Exclude images and print all the records verbatim.

§ §

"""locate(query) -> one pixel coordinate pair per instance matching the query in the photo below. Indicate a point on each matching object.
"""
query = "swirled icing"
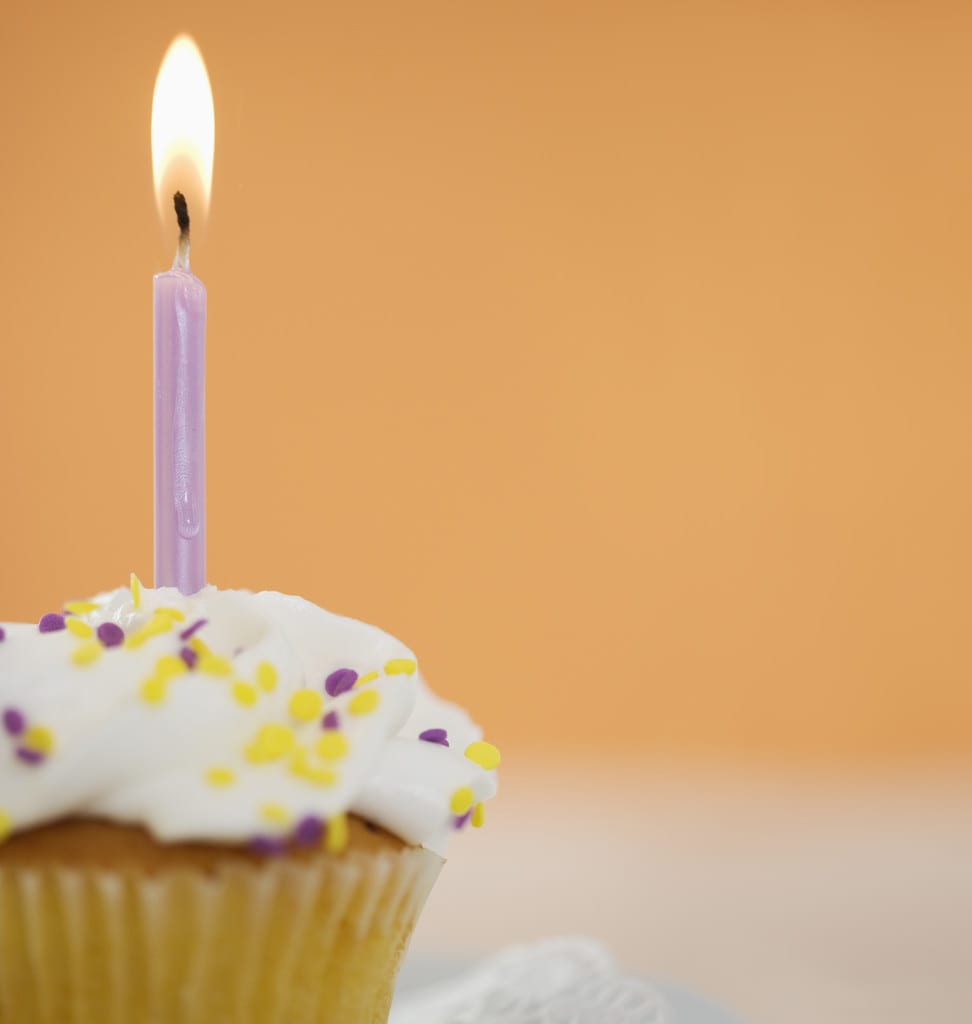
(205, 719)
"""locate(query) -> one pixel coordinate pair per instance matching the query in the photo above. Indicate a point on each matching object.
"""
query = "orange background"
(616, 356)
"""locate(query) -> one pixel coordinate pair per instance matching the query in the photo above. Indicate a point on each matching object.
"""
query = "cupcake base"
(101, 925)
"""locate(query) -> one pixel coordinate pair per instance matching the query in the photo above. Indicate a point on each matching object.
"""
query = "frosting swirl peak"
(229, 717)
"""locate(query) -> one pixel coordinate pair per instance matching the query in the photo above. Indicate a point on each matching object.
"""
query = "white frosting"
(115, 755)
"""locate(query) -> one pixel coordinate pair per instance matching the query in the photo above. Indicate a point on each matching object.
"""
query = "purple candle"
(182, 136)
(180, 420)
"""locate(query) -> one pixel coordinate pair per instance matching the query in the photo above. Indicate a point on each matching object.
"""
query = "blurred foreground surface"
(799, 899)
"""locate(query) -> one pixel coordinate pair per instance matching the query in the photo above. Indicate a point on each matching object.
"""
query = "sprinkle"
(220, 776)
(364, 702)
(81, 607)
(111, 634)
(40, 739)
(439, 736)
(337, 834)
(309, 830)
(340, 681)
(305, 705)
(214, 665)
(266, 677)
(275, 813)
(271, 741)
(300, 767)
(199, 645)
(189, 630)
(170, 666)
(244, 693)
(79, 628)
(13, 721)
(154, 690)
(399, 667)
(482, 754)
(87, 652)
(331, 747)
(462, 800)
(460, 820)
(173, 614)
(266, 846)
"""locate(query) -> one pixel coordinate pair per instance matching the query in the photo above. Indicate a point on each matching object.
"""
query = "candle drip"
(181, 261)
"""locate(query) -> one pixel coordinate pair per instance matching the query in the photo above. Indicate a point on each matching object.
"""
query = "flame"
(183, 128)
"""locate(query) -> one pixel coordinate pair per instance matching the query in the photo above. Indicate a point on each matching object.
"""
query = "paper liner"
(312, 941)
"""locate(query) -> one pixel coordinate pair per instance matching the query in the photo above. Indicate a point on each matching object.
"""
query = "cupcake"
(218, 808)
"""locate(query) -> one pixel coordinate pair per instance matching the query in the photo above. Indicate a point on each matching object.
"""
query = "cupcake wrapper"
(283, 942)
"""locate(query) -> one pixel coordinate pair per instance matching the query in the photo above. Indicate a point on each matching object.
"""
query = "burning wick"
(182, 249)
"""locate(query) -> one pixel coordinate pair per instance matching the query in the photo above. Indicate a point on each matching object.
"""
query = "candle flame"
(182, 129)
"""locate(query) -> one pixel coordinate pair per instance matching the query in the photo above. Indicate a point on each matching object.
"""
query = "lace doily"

§ §

Your response
"""locate(query) -> one pixel coordinate pair per instance matching the query in the photo below. Indicate a point on each matching object.
"""
query = "swirled icing"
(205, 719)
"""locate(query) -> one pixel coordinate pair per instance matching the query in the photo above. Indicate a point on each matching object.
"""
query = "orange background"
(616, 356)
"""locate(query) -> one pixel coordinate pair per instance matching the query in the photo above. Indicate a point on each matching object.
"""
query = "cupcake base"
(101, 925)
"""locate(query) -> one pixel coordinate pair per instance matching the query in the photo above. Indicate a point on each matching object.
"""
query = "frosting swirl peak"
(229, 717)
"""locate(query) -> one pixel coordinate pair per instance matching the query in the photo above. Indicate a point on each matching object.
"""
query = "white frosting"
(115, 755)
"""locate(query) -> one pixel coordinate pair per instance matching the query in the photo above. Indicate a point on each matching object.
"""
query = "purple candle"
(182, 136)
(180, 420)
"""locate(query) -> one pixel coordinate pair per instance matching the query in the photo above. Indicate a point on each matching object.
"""
query = "blurred foreground surface"
(799, 899)
"""locate(query) -> one pixel coordinate pair per instance matching the query in the photo above. Indicate a point on each matching object.
"""
query = "sprinkle"
(220, 776)
(364, 702)
(81, 607)
(111, 634)
(40, 739)
(439, 736)
(337, 834)
(309, 830)
(340, 681)
(305, 705)
(214, 665)
(266, 677)
(275, 813)
(271, 741)
(300, 767)
(199, 645)
(189, 630)
(170, 666)
(244, 693)
(79, 628)
(13, 721)
(154, 690)
(399, 667)
(482, 754)
(87, 652)
(331, 747)
(462, 800)
(460, 820)
(173, 614)
(266, 846)
"""locate(query) -> one pixel coordinate pair per instance matching the query in the photo above. Indicate a point on each matching object.
"""
query = "candle drip"
(181, 261)
"""locate(query) -> one pixel coordinate pair per instance matching the query in the photo above. Indicate a point on each matching object.
"""
query = "flame"
(183, 128)
"""locate(query) -> one pixel coordinate pair per instance matching the query in the photo above. Indicate a point on each matching object.
"""
query = "paper liner"
(312, 941)
"""locate(query) -> one pixel coordinate pair per instance matching the query in the photo above. Indicate a point on each matching object.
"""
query = "cupcake"
(218, 808)
"""locate(query) -> one pixel coordinate pair per instance matching the query in the photo above. Indicate a point on each matching object.
"""
query = "cupcake wrapper"
(283, 942)
"""locate(query) -> one pixel coordinate pair per instance matching the query in the photo above. Indicate a point on each matching object.
"""
query = "burning wick"
(182, 249)
"""locate(query) -> one pixel coordinate pair per instance matching the query in the photo above. Indicate a point on each matching object.
"""
query = "candle flame"
(182, 129)
"""locate(query) -> one pixel coordinate pair per instance matching the query in the photo above. Indicate a point on each matching object.
"""
query = "lace doily"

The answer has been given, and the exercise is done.